(EXERCISE INPUTS):
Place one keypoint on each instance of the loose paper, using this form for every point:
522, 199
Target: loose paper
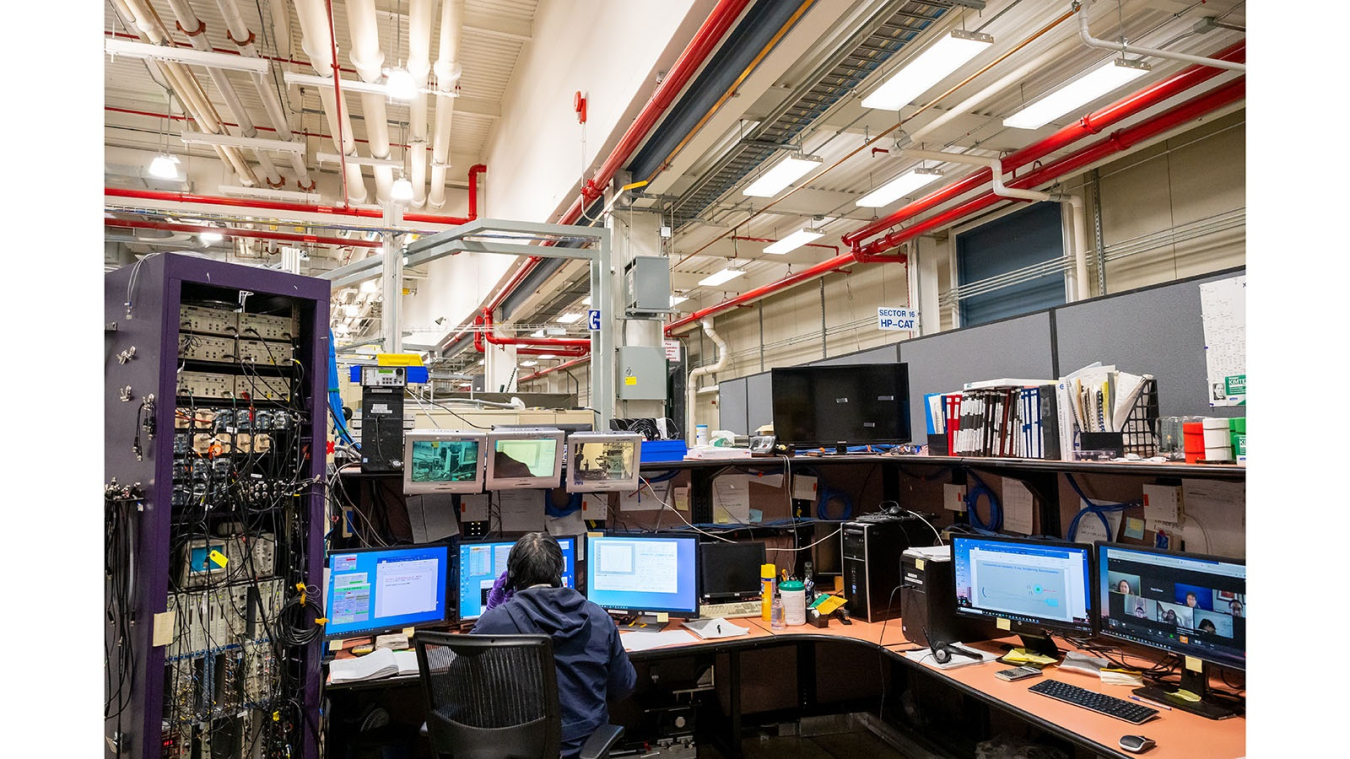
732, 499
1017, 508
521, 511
...
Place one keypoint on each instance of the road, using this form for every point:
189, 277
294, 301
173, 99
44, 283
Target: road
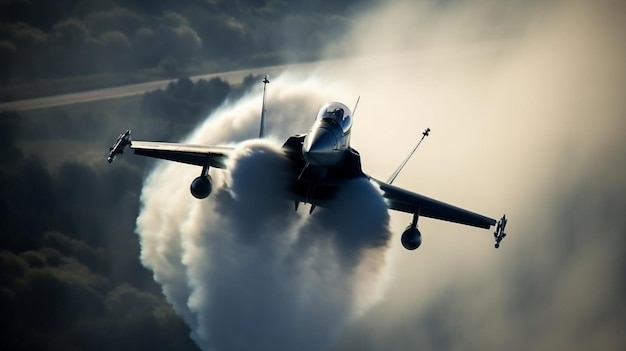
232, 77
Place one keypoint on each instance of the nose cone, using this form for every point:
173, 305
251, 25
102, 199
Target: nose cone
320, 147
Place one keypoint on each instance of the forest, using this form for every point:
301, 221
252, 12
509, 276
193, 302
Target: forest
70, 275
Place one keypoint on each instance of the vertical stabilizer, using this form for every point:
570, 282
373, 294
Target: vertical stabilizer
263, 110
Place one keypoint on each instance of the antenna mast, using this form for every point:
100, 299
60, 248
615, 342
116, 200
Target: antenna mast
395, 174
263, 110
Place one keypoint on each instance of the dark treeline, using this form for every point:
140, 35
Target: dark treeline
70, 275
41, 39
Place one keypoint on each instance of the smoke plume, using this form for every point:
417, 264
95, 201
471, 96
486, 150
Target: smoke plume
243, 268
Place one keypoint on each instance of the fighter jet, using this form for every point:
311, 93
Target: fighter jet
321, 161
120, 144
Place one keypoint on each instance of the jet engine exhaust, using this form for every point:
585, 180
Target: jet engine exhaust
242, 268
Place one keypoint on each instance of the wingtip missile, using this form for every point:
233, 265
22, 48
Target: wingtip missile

(WHAT TO WORK ON): Count the lines in the items above that contain the string "wingtip". Reply with the number alone.

(TASK OUTPUT): 2